**Указания**
1. Ответьте, пожалуйста, на вопросы по тексту о Красном флоте:
(а) Сколько человек погибло, когда крейсер затонул в 7 км к северо-западу от Кронштадта?
(б) Огнём какого эсминца были потоплены три английских катера?
(в) В каком году линейный крейсер «Гебен» обстрелял Севастополь?
2. Приведите продолжение текста о Красном флоте, начиная сразу после его последнего предложения.

**Текст документа**
○ ○ ○ ○ ○ ○ ○

Я процитировал описание Гражданской войны на морях, речных и озерных системах, изданное Штабом Рабоче-Крестьянского Красного флота в 1926 г., гриф с которого был снят лишь в 1991 г.

Добавлю от себя, что дело происходило в 7 км к северо-западу от Кронштадта, и через 10–12 минут крейсер затонул. Погибли 5 человек, а остальные были сняты эсминцами «Гайдамак» и «Всадник».

Успех был достигнут не столько из-за смелости командира отряда торпедных катеров коммандора Эгара, сколько за счет ротозейства революционных «клёшников». Как неслась служба у красных военморов, легко понять из того, что ни на крейсере, ни на охранявших его судах никто не заметил при дневном свете и отличной видимости подходящий катер. После взрыва был открыт беспорядочный огонь по «английской подводной лодке», которая привиделась военморам.

В ночь с 17 на 18 августа английские торпедные катера атаковали корабли Балтийского флота в Кронштадтской гавани. Пять катеров вышли из Биоркэ и два катера – из Териоки. Они встретились в районе форта «Ино», а оттуда пошли Северным фарватером к Кронштадту. Чтобы отвлечь внимание большевиков, в 3 ч 45 мин 18 августа над Кронштадтом появились английские гидросамолеты, сбросившие 100-фунтовые бомбы и открывшие огонь из пулеметов.

Итогом нападения стало повреждение линкора «Андрей Первозванный» и потопление разоруженного старого крейсера «Память Азова». В свою очередь три английских катера были потоплены огнем эсминца «Гавриил».

Гибель «Олега» и «кронштадтская побудка» произвели неизгладимое впечатление на руководство Красного флота, да и на большинство вождей. Во-первых, они были потрясены эффективностью действия нового вида оружия, а во-вторых, уверились, что в случае войны флоты империалистических держав первым делом атакуют главные военно-морские базы СССР – Кронштадт, Севастополь и Владивосток.

Страшным воспоминанием для большевистских вождей был визит «тетушки Антанты» в 1918 г. Тогда десятки линкоров и крейсеров Англии, Франции, Японии, США и Италии пришли в Мурманск, Архангельск, Ригу, Либаву, Одессу, Севастополь, Батум и Владивосток, где высадили многочисленные десанты.

В результате и вожди, и военморы сами себя уверили, что империалистические флоты будут действовать в предстоящей войне по шаблонам 1918–1919 гг.

Между тем в годы Первой мировой войны германские линейные крейсера с предельной дистанции в течение нескольких минут обстреливали второстепенные британские порты и немедленно ретировались. Аналогично линейный крейсер «Гебен» выпустил несколько снарядов по Севастополю в 1914 г. Ущерб от них был минимальным, зато «Гебен» лишь из-за бестолковости наших начальников не взлетел на воздух на крепостном, управляемом с берега, минном заграждении. Пост управления был закрыт, а ключи потеряли, ломать же дверь не решились.

○ ○ ○ ○ ○ ○ ○

**Извлечённые данные**
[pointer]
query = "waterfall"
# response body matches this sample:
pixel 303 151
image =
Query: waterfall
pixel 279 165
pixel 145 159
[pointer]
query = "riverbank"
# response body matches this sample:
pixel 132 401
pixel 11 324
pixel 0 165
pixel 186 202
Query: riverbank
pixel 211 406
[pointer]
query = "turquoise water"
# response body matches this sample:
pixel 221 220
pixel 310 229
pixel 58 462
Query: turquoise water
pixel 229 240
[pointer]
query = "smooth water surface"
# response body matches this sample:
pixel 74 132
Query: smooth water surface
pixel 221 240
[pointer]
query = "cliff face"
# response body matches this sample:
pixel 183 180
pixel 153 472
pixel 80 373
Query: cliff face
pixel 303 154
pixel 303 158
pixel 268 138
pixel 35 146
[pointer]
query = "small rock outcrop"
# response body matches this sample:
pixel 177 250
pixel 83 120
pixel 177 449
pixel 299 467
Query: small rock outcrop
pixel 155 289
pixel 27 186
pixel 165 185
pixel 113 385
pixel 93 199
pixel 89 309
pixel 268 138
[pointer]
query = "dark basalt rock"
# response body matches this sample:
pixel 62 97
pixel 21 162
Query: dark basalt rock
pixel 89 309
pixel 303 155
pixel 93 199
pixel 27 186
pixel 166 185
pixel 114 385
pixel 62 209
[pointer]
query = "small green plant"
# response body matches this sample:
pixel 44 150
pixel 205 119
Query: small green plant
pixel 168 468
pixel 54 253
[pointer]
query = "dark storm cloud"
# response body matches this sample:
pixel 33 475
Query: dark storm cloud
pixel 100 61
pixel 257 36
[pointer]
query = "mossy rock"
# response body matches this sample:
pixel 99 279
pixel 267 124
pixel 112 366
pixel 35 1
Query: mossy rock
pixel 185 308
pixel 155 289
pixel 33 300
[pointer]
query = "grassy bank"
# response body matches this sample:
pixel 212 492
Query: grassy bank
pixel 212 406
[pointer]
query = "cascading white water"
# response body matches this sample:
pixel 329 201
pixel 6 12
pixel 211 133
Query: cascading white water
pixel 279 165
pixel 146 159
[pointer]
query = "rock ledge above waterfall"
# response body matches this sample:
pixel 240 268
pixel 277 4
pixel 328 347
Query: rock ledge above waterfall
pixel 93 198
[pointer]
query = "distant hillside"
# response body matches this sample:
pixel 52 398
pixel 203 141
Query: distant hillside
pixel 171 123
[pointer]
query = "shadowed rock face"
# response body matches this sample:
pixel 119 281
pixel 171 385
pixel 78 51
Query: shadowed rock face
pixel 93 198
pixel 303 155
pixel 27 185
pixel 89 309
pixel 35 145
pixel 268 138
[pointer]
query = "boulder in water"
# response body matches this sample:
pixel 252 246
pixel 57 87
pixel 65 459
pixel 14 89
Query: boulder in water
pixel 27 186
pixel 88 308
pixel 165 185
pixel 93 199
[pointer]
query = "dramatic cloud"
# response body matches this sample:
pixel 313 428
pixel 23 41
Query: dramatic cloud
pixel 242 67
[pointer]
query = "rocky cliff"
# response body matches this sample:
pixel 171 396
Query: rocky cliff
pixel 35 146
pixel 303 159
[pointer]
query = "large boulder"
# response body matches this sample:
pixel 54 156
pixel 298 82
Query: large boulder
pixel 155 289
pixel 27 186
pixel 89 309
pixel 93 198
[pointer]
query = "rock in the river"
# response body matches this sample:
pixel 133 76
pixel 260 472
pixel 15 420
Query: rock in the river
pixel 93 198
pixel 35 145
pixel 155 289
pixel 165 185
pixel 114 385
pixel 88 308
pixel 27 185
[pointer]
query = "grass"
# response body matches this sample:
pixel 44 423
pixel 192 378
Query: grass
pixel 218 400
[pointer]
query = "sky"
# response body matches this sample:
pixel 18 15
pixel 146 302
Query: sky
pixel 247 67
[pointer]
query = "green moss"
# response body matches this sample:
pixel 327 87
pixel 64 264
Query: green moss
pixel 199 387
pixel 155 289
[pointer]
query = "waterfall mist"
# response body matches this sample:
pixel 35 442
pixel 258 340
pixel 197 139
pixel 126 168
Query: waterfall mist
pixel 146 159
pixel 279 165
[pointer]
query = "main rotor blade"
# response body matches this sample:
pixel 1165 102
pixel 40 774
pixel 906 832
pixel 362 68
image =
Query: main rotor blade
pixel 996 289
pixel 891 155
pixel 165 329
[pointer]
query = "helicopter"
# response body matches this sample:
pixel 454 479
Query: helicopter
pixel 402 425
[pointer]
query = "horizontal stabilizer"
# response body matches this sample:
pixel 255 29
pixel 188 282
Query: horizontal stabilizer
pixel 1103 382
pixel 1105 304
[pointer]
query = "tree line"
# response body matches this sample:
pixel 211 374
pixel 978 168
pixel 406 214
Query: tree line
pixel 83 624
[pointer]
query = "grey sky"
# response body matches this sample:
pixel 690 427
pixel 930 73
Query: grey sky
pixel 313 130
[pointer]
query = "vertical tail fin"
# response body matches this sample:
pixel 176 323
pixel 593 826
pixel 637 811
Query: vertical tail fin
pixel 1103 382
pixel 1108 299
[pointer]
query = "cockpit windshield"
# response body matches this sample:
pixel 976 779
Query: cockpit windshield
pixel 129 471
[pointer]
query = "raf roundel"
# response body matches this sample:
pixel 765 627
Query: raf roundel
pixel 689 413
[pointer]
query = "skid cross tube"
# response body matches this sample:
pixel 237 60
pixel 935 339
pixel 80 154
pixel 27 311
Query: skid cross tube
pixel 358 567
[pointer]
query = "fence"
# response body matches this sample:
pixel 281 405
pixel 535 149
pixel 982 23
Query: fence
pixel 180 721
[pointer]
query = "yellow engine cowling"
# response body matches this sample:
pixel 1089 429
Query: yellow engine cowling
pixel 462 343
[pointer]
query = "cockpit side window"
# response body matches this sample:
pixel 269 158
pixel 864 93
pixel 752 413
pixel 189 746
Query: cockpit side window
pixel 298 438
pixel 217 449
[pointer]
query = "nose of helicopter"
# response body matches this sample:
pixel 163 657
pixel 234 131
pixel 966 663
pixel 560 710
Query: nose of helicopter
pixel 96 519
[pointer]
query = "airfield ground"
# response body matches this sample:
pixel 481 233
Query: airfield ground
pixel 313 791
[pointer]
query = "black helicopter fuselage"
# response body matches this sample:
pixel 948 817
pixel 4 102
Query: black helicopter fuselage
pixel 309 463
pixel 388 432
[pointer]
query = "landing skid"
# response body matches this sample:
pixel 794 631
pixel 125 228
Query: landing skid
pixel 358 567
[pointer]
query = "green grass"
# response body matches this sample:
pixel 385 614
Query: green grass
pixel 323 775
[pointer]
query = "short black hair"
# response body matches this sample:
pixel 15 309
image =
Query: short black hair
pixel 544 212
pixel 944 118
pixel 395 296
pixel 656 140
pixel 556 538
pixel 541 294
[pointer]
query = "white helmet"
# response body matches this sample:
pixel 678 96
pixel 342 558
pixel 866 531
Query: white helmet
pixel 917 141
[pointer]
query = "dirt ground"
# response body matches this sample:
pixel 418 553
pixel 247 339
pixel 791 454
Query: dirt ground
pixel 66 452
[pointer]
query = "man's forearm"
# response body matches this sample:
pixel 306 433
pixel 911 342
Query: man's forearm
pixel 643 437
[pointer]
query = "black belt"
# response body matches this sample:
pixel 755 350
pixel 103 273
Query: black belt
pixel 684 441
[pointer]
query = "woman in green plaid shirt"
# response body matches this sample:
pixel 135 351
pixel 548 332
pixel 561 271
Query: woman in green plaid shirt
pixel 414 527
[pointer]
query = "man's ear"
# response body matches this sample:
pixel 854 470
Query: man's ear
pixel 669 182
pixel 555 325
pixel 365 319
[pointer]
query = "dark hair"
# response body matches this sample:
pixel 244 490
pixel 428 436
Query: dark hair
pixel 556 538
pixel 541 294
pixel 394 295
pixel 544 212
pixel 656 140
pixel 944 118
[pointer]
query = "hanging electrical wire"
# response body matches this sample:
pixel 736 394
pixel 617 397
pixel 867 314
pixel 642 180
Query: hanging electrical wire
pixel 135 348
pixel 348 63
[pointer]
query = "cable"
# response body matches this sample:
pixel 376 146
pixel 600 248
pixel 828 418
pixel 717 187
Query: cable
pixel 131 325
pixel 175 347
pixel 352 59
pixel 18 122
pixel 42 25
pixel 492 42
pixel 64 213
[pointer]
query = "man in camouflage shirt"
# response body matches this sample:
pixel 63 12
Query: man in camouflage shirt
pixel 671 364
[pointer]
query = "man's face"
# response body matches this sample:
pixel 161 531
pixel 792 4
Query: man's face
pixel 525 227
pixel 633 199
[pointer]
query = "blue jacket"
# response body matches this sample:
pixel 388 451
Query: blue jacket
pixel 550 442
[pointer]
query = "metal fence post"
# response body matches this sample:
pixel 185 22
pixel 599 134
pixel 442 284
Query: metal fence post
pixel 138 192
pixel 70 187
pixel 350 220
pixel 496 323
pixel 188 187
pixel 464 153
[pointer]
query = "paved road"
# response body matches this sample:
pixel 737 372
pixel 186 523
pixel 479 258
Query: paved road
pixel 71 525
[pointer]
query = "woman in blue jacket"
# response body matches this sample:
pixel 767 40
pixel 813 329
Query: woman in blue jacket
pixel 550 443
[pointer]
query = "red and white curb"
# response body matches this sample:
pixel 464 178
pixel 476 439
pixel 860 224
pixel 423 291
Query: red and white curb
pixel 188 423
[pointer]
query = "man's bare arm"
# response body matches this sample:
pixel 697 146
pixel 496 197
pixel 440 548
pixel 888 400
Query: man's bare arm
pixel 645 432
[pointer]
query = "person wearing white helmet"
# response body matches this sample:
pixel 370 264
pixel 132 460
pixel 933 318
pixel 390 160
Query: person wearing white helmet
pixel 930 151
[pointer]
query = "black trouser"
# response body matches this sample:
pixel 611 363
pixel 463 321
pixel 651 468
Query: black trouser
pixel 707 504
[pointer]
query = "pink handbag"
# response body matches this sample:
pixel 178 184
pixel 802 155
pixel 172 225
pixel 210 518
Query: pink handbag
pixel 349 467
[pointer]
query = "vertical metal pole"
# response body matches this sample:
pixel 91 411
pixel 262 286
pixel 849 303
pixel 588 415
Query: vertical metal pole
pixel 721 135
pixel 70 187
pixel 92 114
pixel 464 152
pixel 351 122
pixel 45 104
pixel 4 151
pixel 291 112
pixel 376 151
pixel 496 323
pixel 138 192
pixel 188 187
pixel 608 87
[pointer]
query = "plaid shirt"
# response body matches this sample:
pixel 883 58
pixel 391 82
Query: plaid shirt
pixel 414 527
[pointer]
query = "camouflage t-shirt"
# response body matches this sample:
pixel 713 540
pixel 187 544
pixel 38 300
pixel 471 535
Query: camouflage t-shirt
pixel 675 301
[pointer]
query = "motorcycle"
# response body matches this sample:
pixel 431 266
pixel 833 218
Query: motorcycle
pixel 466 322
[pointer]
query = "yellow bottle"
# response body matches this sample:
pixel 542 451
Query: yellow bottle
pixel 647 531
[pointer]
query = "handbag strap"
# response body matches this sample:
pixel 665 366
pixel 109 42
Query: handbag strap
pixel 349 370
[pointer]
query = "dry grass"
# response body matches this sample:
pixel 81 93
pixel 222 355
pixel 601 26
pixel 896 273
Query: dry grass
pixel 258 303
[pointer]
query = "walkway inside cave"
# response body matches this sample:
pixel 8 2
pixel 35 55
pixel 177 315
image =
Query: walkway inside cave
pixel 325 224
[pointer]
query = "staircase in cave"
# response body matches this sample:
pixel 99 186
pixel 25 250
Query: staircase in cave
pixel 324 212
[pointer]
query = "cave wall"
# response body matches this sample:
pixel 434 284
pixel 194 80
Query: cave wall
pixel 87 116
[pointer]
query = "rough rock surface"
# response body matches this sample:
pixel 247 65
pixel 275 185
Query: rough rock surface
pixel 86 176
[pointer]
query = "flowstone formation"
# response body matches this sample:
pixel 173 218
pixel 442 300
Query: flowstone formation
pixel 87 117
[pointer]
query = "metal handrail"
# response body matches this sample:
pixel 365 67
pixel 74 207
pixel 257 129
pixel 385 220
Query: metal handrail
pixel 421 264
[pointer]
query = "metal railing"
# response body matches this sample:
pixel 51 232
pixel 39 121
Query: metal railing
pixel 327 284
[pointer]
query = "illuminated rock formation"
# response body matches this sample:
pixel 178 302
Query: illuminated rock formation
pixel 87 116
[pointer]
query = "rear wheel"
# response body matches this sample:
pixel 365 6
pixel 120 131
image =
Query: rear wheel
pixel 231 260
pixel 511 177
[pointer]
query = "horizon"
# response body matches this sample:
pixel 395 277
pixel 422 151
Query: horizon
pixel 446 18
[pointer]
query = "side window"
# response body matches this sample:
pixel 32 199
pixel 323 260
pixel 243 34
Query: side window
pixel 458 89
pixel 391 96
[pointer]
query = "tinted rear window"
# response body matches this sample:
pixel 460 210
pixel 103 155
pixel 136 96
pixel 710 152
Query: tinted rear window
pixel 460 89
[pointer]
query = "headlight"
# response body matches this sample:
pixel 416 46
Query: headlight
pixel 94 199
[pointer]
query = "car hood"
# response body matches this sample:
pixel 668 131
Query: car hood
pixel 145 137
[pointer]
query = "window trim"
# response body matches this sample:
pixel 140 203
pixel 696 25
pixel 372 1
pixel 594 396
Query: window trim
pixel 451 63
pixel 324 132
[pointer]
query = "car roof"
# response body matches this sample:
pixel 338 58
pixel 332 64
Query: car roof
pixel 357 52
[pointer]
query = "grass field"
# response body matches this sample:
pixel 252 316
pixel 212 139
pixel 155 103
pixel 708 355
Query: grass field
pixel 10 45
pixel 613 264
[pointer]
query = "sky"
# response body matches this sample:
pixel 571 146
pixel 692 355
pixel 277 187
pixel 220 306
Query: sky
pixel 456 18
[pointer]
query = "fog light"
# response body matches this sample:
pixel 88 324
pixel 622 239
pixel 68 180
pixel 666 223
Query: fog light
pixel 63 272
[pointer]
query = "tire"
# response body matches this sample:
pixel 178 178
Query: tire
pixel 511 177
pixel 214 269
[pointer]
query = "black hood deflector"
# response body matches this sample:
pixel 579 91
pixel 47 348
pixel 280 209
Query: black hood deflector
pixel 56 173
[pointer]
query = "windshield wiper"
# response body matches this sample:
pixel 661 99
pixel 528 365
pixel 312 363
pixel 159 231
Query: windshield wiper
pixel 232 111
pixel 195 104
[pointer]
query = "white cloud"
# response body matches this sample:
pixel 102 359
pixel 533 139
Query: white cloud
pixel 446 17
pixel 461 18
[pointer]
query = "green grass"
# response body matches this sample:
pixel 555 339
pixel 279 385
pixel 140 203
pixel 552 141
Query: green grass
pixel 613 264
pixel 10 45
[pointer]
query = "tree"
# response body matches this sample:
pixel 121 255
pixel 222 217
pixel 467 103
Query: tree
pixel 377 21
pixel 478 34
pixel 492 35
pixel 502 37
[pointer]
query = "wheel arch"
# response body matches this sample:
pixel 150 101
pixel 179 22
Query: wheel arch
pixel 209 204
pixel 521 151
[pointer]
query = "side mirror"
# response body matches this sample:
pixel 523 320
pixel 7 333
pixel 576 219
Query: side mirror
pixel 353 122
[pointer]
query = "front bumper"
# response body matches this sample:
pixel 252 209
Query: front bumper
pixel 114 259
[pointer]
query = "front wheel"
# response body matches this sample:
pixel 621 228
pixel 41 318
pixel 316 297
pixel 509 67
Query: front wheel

○ ○ ○ ○ ○ ○ ○

**Решённые задачи**
1.
(а) 5 человек.
(б) Эсминца «Гавриил».
(в) В 1914 г.

2.
Кроме этих эпизодов крупные корабли ни разу за всю войну не обстреливали побережье Англии, Франции, Германии и России (до Февральской революции).

Надо ли говорить, что если бы Россия в 1916 г. вышла из войны и «тетушка Антанта» попыталась бы вести себя так же у Кронштадта, Одессы, Севастополя и Владивостока в 1916 г., то ни один бы десант не состоялся и, дай Бог, половина союзных судов сумела бы уйти.

Советские вожди и флотоводцы забыли или захотели забыть подробности событий 1918–1919 гг. Недаром Гёте сказал, что подробности – Бог. А история жестоко корает тех, кто не желает знать подробности.

Дело в том, что в Риге, Либаве, Одессе, Севастополе, Батуме и Владивостоке о стрельбе береговых батарей не было и речи, а корабли союзников встречали цветами и оркестрами. По крайней мере, состоятельная часть населения считала их освободителями. А Мурманский Совет рабочих и солдатских депутатов в 1918 г. даже организовал несколько совместных с «интервентами» боевых операций против финнов, пытавшихся захватить Кольский полуостров.

В итоге до 22 июня 1941 г. командование советского флота патологически боялось нападения крупных надводных кораблей противника на свои военно-морские базы.

Примерно с 1922 г. в руководстве Морских Сил СССР начались споры и дискуссии о стратегии Красного флота и, соответственно, о том, какие требуются ему корабли. Возникли две группировки военно-морских теоретиков. В первой задавали тон профессора Военно-морской академии – бывшие офицеры царского флота. «В их видении суть малой войны на море сводилась к ослаблению превосходящей по мощи группировки сил противника при попытке ее прорваться к нашему побережью, посредством согласованных по месту и времени ударов разнородных сил флота на заранее подготовленной минно-артиллерийской позиции. В группировку наших разнородных сил флота предполагалось включить, кроме минных постановщиков и береговой артиллерии, подводные лодки, бомбардировочную авиацию, корабли с преимущественно торпедным вооружением – миноносцы и торпедные катера…

Они яростно критиковали старых “военспецов” за приверженность буржуазным идеям и доказывали, что главное предназначение Рабоче-крестьянского Красного Флота заключается в “защите завоеваний революции”, то есть политических и экономических центров от ударов с морского направления. В их понимании “малая война на море” – это ведение военных действий “москитным” флотом. Основой такого флота им виделись торпедные катера, малые подводные лодки, авиация.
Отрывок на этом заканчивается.